Gespeicherte Einträge
□ □ □
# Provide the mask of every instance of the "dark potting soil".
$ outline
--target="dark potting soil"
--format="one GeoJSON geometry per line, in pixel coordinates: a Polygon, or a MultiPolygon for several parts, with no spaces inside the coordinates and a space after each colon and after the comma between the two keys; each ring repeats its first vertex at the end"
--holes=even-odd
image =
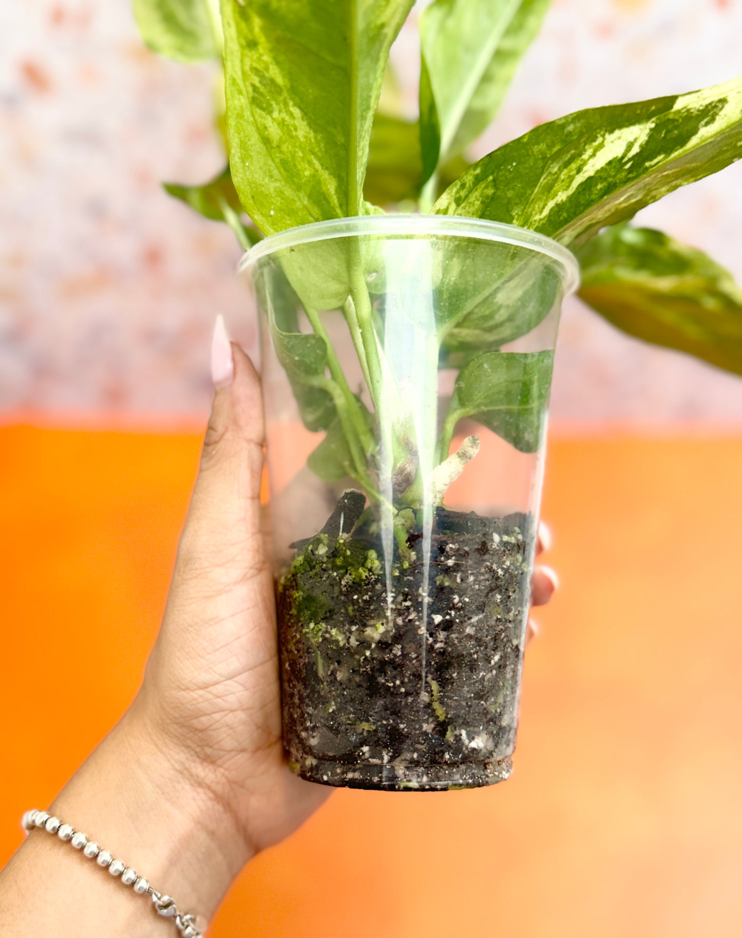
{"type": "Polygon", "coordinates": [[[347,492],[278,584],[284,744],[304,779],[446,789],[507,778],[528,606],[523,514],[438,508],[424,615],[422,535],[378,535],[347,492]],[[352,532],[352,533],[350,533],[352,532]],[[427,621],[425,621],[427,619],[427,621]]]}

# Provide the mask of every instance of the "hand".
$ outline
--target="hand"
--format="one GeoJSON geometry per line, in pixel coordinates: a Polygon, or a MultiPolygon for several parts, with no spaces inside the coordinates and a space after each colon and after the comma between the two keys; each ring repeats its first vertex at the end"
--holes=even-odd
{"type": "MultiPolygon", "coordinates": [[[[330,790],[297,779],[284,760],[273,581],[260,522],[260,383],[237,346],[231,358],[217,347],[217,357],[226,363],[221,371],[217,365],[221,386],[140,704],[153,732],[228,806],[251,854],[288,836],[330,790]]],[[[538,552],[548,546],[541,525],[538,552]]],[[[555,587],[555,574],[537,567],[533,604],[548,602],[555,587]]],[[[535,631],[529,620],[528,637],[535,631]]]]}
{"type": "MultiPolygon", "coordinates": [[[[296,778],[283,756],[273,579],[261,529],[260,382],[220,320],[212,367],[217,391],[201,470],[142,689],[52,806],[206,916],[242,866],[331,791],[296,778]]],[[[548,547],[544,528],[538,540],[538,551],[548,547]]],[[[537,568],[533,604],[547,602],[555,585],[548,568],[537,568]]],[[[43,832],[29,836],[0,876],[8,935],[92,938],[101,921],[111,934],[167,933],[141,896],[70,854],[43,832]],[[39,877],[43,903],[34,899],[39,877]]]]}

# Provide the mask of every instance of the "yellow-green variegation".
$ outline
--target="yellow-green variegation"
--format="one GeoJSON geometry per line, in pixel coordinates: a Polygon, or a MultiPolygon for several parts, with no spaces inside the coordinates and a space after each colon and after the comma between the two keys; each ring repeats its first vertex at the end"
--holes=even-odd
{"type": "Polygon", "coordinates": [[[624,224],[578,257],[580,296],[613,325],[742,374],[742,289],[707,254],[624,224]]]}
{"type": "Polygon", "coordinates": [[[742,79],[542,124],[494,150],[432,208],[579,245],[742,157],[742,79]]]}
{"type": "Polygon", "coordinates": [[[232,177],[265,234],[364,214],[369,138],[413,0],[221,0],[232,177]]]}

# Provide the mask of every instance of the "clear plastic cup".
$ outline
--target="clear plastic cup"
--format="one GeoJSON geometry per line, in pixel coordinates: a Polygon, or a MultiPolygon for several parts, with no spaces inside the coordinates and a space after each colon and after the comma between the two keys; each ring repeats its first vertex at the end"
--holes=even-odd
{"type": "Polygon", "coordinates": [[[261,241],[284,744],[302,778],[506,779],[562,297],[509,225],[325,221],[261,241]]]}

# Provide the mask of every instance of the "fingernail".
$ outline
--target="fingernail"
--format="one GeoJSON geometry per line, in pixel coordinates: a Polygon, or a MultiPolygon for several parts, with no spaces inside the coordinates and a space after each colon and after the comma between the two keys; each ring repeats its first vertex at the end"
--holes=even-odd
{"type": "Polygon", "coordinates": [[[235,362],[224,317],[217,316],[211,340],[211,380],[215,387],[229,387],[235,376],[235,362]]]}
{"type": "Polygon", "coordinates": [[[538,567],[538,569],[551,582],[553,589],[557,590],[559,588],[559,577],[556,575],[556,570],[553,570],[551,567],[541,567],[540,565],[538,567]]]}

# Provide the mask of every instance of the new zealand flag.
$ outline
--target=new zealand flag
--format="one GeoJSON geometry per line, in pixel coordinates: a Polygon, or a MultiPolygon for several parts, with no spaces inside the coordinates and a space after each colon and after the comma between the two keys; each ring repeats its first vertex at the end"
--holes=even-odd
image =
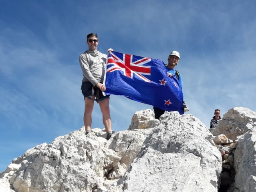
{"type": "Polygon", "coordinates": [[[107,62],[105,93],[184,114],[179,81],[161,60],[109,51],[107,62]]]}

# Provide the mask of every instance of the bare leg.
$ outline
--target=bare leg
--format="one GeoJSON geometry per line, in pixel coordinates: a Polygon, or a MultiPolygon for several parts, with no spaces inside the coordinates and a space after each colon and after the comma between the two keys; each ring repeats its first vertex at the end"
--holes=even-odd
{"type": "MultiPolygon", "coordinates": [[[[94,96],[91,96],[94,98],[94,96]]],[[[84,124],[85,131],[91,130],[92,125],[92,112],[93,109],[94,101],[87,98],[85,98],[85,113],[84,113],[84,124]]]]}
{"type": "Polygon", "coordinates": [[[106,132],[111,131],[111,119],[109,111],[109,99],[105,99],[99,102],[102,113],[102,120],[106,132]]]}

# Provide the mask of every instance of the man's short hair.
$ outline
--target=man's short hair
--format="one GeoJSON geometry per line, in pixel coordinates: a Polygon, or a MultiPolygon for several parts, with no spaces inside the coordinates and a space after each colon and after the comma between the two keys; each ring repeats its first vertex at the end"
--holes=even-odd
{"type": "Polygon", "coordinates": [[[216,111],[219,111],[220,112],[220,110],[219,109],[216,109],[215,110],[214,110],[214,113],[216,111]]]}
{"type": "Polygon", "coordinates": [[[88,34],[88,35],[87,35],[87,38],[86,39],[86,40],[88,41],[88,39],[91,37],[96,37],[96,38],[98,38],[98,36],[97,35],[97,33],[90,33],[88,34]]]}

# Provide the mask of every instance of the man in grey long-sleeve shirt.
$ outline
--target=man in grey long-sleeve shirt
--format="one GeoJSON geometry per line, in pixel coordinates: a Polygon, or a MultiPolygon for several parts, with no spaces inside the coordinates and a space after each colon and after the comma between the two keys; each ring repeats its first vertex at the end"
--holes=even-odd
{"type": "Polygon", "coordinates": [[[86,43],[89,49],[81,54],[79,58],[83,76],[81,90],[85,98],[84,123],[85,132],[87,134],[91,132],[91,114],[94,100],[96,100],[102,113],[103,123],[107,134],[106,139],[108,140],[112,135],[109,95],[104,96],[102,94],[102,91],[106,90],[106,87],[102,82],[105,74],[107,55],[97,50],[99,44],[97,34],[89,34],[86,43]]]}

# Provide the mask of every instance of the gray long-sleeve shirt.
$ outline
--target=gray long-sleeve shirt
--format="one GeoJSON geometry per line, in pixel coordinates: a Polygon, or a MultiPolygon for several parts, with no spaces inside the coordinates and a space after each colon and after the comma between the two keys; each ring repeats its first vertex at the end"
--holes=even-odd
{"type": "Polygon", "coordinates": [[[103,82],[107,55],[99,51],[87,50],[80,55],[79,61],[83,72],[82,82],[89,81],[94,86],[103,82]]]}

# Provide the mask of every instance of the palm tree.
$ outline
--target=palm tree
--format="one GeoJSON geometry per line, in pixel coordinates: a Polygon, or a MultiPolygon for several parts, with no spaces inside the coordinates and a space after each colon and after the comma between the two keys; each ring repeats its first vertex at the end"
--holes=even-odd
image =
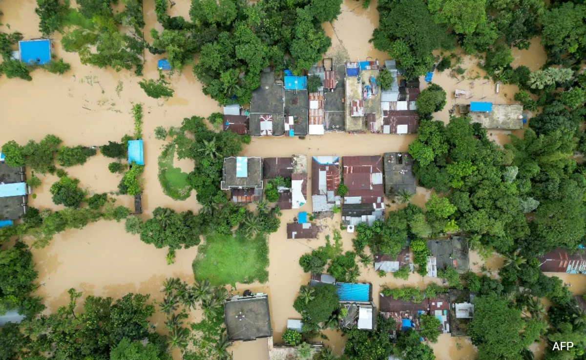
{"type": "Polygon", "coordinates": [[[178,277],[168,277],[163,282],[162,292],[165,296],[169,296],[175,291],[177,284],[180,282],[178,277]]]}
{"type": "Polygon", "coordinates": [[[171,348],[178,347],[185,349],[187,347],[187,339],[189,336],[189,331],[184,327],[176,326],[173,328],[169,337],[169,344],[171,348]]]}
{"type": "Polygon", "coordinates": [[[527,259],[519,255],[520,252],[520,250],[517,249],[514,253],[505,255],[503,267],[511,266],[519,270],[519,266],[527,262],[527,259]]]}
{"type": "Polygon", "coordinates": [[[204,156],[212,159],[220,157],[222,155],[217,151],[217,146],[216,145],[216,139],[212,139],[210,141],[202,140],[202,147],[197,150],[198,152],[203,153],[204,156]]]}
{"type": "Polygon", "coordinates": [[[200,301],[207,297],[212,293],[212,285],[208,280],[196,280],[192,289],[196,301],[200,301]]]}
{"type": "Polygon", "coordinates": [[[165,297],[162,303],[159,303],[159,306],[161,311],[168,315],[177,310],[177,298],[174,296],[165,297]]]}
{"type": "Polygon", "coordinates": [[[260,231],[261,225],[260,218],[256,214],[249,212],[244,217],[240,226],[243,227],[247,235],[254,238],[260,231]]]}
{"type": "Polygon", "coordinates": [[[307,285],[304,285],[301,287],[301,289],[299,292],[299,295],[303,299],[304,302],[305,304],[309,303],[309,301],[315,299],[315,295],[314,293],[315,292],[315,289],[313,287],[310,287],[307,285]]]}
{"type": "Polygon", "coordinates": [[[257,211],[258,212],[264,212],[265,214],[268,212],[268,204],[264,199],[257,201],[254,204],[257,205],[257,211]]]}
{"type": "Polygon", "coordinates": [[[404,188],[400,190],[397,192],[397,197],[398,198],[399,203],[401,203],[401,204],[408,203],[411,201],[411,198],[413,197],[413,194],[404,188]]]}

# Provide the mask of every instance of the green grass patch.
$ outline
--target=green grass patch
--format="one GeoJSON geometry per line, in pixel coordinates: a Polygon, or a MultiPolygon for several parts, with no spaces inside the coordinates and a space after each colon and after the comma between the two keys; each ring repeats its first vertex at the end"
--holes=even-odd
{"type": "Polygon", "coordinates": [[[65,15],[64,24],[66,26],[79,26],[86,30],[91,30],[94,28],[94,22],[91,19],[87,19],[81,14],[79,13],[76,9],[69,9],[69,11],[65,15]]]}
{"type": "Polygon", "coordinates": [[[196,280],[213,285],[234,285],[268,280],[268,245],[263,235],[254,239],[214,235],[200,245],[193,260],[196,280]]]}
{"type": "Polygon", "coordinates": [[[187,181],[188,174],[173,166],[176,148],[174,142],[170,142],[159,156],[159,183],[165,195],[176,200],[185,200],[191,196],[192,188],[187,181]]]}

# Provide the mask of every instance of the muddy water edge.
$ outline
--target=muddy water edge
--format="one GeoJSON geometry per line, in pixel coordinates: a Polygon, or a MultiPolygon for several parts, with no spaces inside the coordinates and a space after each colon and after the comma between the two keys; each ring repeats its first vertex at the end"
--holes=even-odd
{"type": "MultiPolygon", "coordinates": [[[[188,2],[178,3],[170,9],[171,13],[187,16],[189,6],[186,4],[188,2]]],[[[72,5],[74,6],[74,4],[72,5]]],[[[25,39],[40,37],[35,6],[34,0],[3,2],[2,22],[9,24],[12,30],[22,32],[25,39]]],[[[367,42],[378,24],[376,6],[376,2],[374,1],[365,11],[362,9],[361,3],[345,0],[338,19],[332,25],[323,25],[328,35],[332,38],[332,47],[328,55],[335,60],[338,57],[339,61],[363,60],[369,57],[386,59],[386,55],[373,49],[367,42]]],[[[144,2],[144,14],[145,30],[153,28],[161,30],[154,13],[154,2],[144,2]]],[[[1,29],[9,31],[5,25],[1,29]]],[[[152,40],[148,31],[145,31],[145,36],[148,41],[152,40]]],[[[141,102],[144,108],[143,132],[146,163],[143,175],[144,217],[149,217],[158,206],[168,207],[177,211],[196,211],[199,205],[195,197],[185,201],[175,201],[163,193],[157,180],[156,162],[163,143],[155,139],[154,136],[154,129],[157,126],[178,126],[185,117],[194,115],[206,116],[219,110],[216,102],[203,94],[201,85],[193,77],[190,68],[186,68],[182,73],[173,77],[171,83],[175,90],[173,98],[167,102],[158,101],[145,95],[137,83],[140,79],[131,72],[117,73],[84,66],[80,63],[77,54],[66,53],[60,49],[60,36],[56,35],[53,40],[56,55],[71,65],[71,71],[58,76],[38,70],[32,73],[32,82],[0,78],[0,105],[3,105],[3,131],[0,133],[0,143],[12,139],[19,143],[24,143],[29,139],[38,140],[47,133],[59,136],[67,145],[101,145],[108,140],[119,140],[124,135],[132,131],[132,104],[141,102]],[[118,89],[121,90],[117,91],[118,89]]],[[[522,55],[522,60],[524,60],[525,55],[522,55]]],[[[146,53],[145,78],[158,77],[156,62],[160,58],[160,56],[146,53]]],[[[455,86],[453,78],[441,80],[440,76],[437,81],[442,81],[442,86],[455,86]]],[[[447,87],[445,88],[447,91],[447,87]]],[[[244,155],[374,155],[387,151],[405,151],[414,138],[415,135],[345,133],[329,133],[305,140],[255,138],[247,147],[244,155]]],[[[115,191],[120,177],[108,172],[108,159],[98,155],[86,164],[69,168],[67,171],[73,177],[79,179],[90,193],[115,191]]],[[[183,166],[182,163],[181,165],[183,166]]],[[[189,166],[185,164],[184,171],[190,170],[189,166]]],[[[59,208],[52,204],[48,194],[49,187],[56,177],[47,176],[42,177],[42,180],[43,186],[35,190],[38,197],[30,199],[31,205],[39,208],[59,208]]],[[[428,196],[428,191],[418,188],[414,202],[423,205],[428,196]]],[[[131,204],[130,197],[119,197],[118,201],[122,204],[131,204]]],[[[308,211],[311,208],[310,201],[300,210],[308,211]]],[[[283,211],[280,228],[269,238],[269,282],[237,284],[239,292],[251,289],[270,294],[275,342],[280,341],[287,318],[299,317],[293,308],[293,301],[299,286],[306,283],[309,276],[302,272],[299,266],[299,258],[312,249],[325,245],[326,235],[339,228],[340,221],[339,215],[333,219],[323,220],[321,225],[324,231],[318,239],[287,240],[285,224],[292,221],[296,214],[297,211],[292,210],[283,211]]],[[[342,235],[344,249],[351,249],[351,234],[342,232],[342,235]]],[[[42,249],[33,249],[33,253],[39,272],[39,282],[42,284],[38,294],[45,299],[49,310],[54,311],[66,304],[67,290],[72,287],[83,291],[84,296],[118,297],[128,292],[151,294],[151,298],[158,302],[162,300],[159,290],[165,278],[177,276],[189,282],[193,280],[191,264],[197,249],[178,251],[175,263],[167,265],[164,249],[155,249],[141,242],[138,236],[127,234],[122,224],[101,221],[81,230],[70,230],[57,235],[50,245],[42,249]]],[[[411,275],[406,282],[397,280],[392,275],[380,278],[373,269],[361,270],[359,280],[373,283],[373,293],[377,304],[377,294],[383,284],[393,287],[409,284],[423,287],[430,281],[417,275],[411,275]]],[[[573,283],[575,280],[571,279],[573,283]]],[[[584,284],[583,280],[581,281],[584,284]]],[[[582,291],[583,287],[581,287],[582,291]]],[[[193,314],[195,317],[199,316],[193,314]]],[[[159,325],[162,325],[163,320],[160,316],[155,316],[152,319],[159,325]]],[[[343,346],[340,333],[327,331],[326,334],[330,339],[326,342],[335,352],[340,354],[343,346]]],[[[438,360],[473,358],[475,351],[468,341],[465,338],[454,339],[449,335],[442,335],[440,342],[434,345],[438,360]]],[[[237,360],[264,359],[268,357],[265,340],[237,343],[232,350],[237,360]]],[[[176,353],[174,357],[178,359],[180,355],[176,353]]]]}

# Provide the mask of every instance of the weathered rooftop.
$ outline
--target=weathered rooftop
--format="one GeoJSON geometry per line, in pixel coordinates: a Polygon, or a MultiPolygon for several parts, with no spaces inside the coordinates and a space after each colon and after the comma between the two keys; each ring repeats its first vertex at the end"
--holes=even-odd
{"type": "Polygon", "coordinates": [[[224,157],[221,188],[263,188],[263,166],[260,157],[224,157]]]}
{"type": "Polygon", "coordinates": [[[478,122],[485,129],[515,129],[523,128],[523,107],[520,105],[493,105],[492,111],[471,112],[472,122],[478,122]]]}
{"type": "Polygon", "coordinates": [[[228,338],[250,341],[272,335],[266,295],[231,298],[224,304],[228,338]]]}
{"type": "Polygon", "coordinates": [[[400,190],[415,194],[417,186],[413,174],[413,160],[408,153],[384,153],[384,193],[397,196],[400,190]]]}

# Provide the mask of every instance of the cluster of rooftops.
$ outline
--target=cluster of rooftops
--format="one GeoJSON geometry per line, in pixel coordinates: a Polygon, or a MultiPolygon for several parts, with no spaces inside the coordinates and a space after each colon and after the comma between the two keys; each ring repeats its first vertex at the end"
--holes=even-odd
{"type": "MultiPolygon", "coordinates": [[[[317,91],[308,90],[308,76],[288,70],[277,78],[271,68],[261,74],[260,86],[253,92],[250,108],[237,104],[224,108],[224,129],[256,136],[305,136],[326,132],[414,133],[419,126],[415,101],[418,80],[401,78],[394,60],[333,63],[325,59],[308,76],[322,80],[317,91]],[[379,71],[393,76],[390,88],[380,88],[379,71]]],[[[456,90],[455,96],[460,97],[456,90]]],[[[473,122],[489,129],[520,129],[523,107],[472,102],[461,107],[473,122]]]]}

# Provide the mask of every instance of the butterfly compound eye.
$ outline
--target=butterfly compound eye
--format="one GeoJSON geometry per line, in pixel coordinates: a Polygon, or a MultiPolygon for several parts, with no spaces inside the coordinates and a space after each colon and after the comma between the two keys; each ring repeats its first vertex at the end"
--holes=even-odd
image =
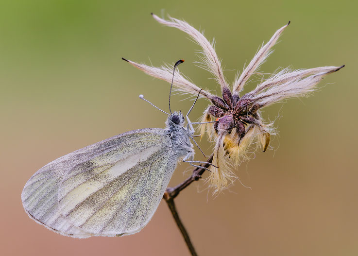
{"type": "Polygon", "coordinates": [[[178,116],[173,116],[172,117],[171,117],[171,121],[175,124],[179,124],[179,123],[180,122],[180,119],[179,119],[178,116]]]}

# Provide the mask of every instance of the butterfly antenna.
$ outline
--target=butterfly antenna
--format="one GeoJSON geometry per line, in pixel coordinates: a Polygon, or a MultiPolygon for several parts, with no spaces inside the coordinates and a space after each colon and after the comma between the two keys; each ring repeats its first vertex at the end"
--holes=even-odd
□ □ □
Arbeitsanweisung: Übertrage die Zeilen der Auflistung von der Zeile mit „# Provide the mask of every instance of the butterfly antenna.“ bis zur Zeile mit „--target=butterfly antenna“, beide eingeschlossen, in eine Markdown-Tabelle mit den Spalten „Nummer“ und „Zeileninhalt“. Leerzeilen lässt du weg und nummerierst die übrigen Zeilen fortlaufend.

Ergebnis:
| Nummer | Zeileninhalt |
|---|---|
| 1 | # Provide the mask of every instance of the butterfly antenna. |
| 2 | $ outline |
| 3 | --target=butterfly antenna |